→ **Penggalan teks**:
● ● ● ● ● ● ●

“There are risks and costs to action. But they are far less than the long-range risks of comfortable inaction” (John F. Kennedy)
Beberapa waktu lalu saya membaca manga tentang sepakbola berjudul ‘Blue Lock’ yang menceritakan upaya Asosiasi Sepakbola Jepang (JFA) dalam mencetak striker haus gol. Berbeda dengan manga bergenre olahraga lainnya yang banyak menonjolkan tentang kerja sama tim, ‘blue lock’ justru mengajarkan bahwa striker sejati harus memiliki ego yang tinggi untuk mencetak gol. Kualitas seorang striker ditentukan oleh jumlah gol yang bisa dicetaknya, sepragmatis itu. Ketidakberanian menembak ke arah gawang ketika ada ruang tembak, dan memilih untuk mengoper ke rekan dianggap sebagai bentuk kelemahan. Cari aman. Jika rekannya bisa mencetak gol, dia akan dipuji karena tidak egois. Ketika gagal berbuah gol, dia tidak disalahkan. Padahal bentuk ketidakegoisan seorang striker adalah dengan keberanian mengambil peluang (sekaligus risiko) untuk terus mencetak gol. Dan rekan setimnya harus memahami posisi itu.

● ● ● ● ● ● ●

→ **Daftar yang diberikan**:
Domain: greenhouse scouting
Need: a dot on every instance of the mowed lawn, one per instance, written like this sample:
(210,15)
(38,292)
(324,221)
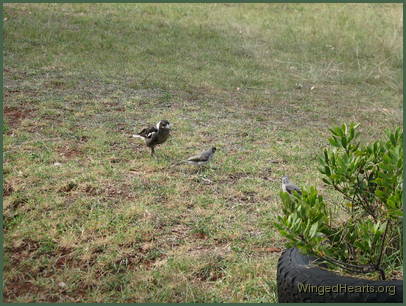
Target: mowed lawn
(89,216)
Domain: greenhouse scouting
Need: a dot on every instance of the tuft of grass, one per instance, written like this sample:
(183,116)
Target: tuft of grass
(90,217)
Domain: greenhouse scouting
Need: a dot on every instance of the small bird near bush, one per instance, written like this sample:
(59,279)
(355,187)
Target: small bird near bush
(155,135)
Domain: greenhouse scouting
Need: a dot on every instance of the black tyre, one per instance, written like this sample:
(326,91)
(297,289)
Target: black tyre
(299,281)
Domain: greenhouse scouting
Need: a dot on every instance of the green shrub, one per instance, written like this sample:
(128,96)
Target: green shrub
(364,234)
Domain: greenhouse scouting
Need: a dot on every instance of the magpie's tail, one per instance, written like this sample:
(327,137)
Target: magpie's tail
(138,136)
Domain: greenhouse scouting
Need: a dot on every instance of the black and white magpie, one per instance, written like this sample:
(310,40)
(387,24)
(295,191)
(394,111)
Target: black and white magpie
(289,187)
(155,135)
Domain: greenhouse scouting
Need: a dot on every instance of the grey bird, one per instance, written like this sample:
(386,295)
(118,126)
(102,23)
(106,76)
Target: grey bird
(288,186)
(203,158)
(155,135)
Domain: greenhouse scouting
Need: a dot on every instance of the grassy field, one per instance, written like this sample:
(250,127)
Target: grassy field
(89,216)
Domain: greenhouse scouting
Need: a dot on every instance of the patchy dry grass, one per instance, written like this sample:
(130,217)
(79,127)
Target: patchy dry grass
(90,217)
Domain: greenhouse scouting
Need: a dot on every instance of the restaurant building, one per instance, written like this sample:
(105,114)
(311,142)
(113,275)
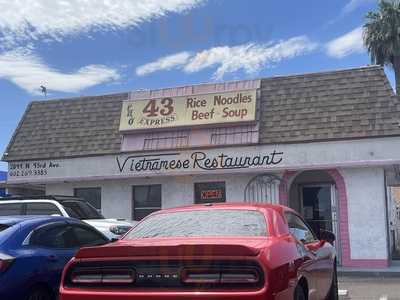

● ● ● ● ● ● ●

Dalam penggalan teks, apa yang diceritakan oleh manga ‘Blue Lock’?

→ **Jawaban yang diharapkan**: Manga ‘Blue Lock’ menceritakan upaya Asosiasi Sepakbola Jepang (JFA) dalam mencetak striker haus gol.